AVAILABLE DATA -
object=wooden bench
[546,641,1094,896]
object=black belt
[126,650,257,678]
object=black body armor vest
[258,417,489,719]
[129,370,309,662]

WRITTEN INSTRUCTION -
Rewrite every line of the entries above, including the object lines, and multiply each bounding-box coordinate by 2.1, rounding to the nearest whole number with halves rounded up.

SOLUTION TO THE EXERCISE -
object=wooden bench
[1147,1346,2297,1882]
object=black belt
[265,1365,540,1424]
object=black body armor vest
[542,876,1027,1510]
[271,777,649,1390]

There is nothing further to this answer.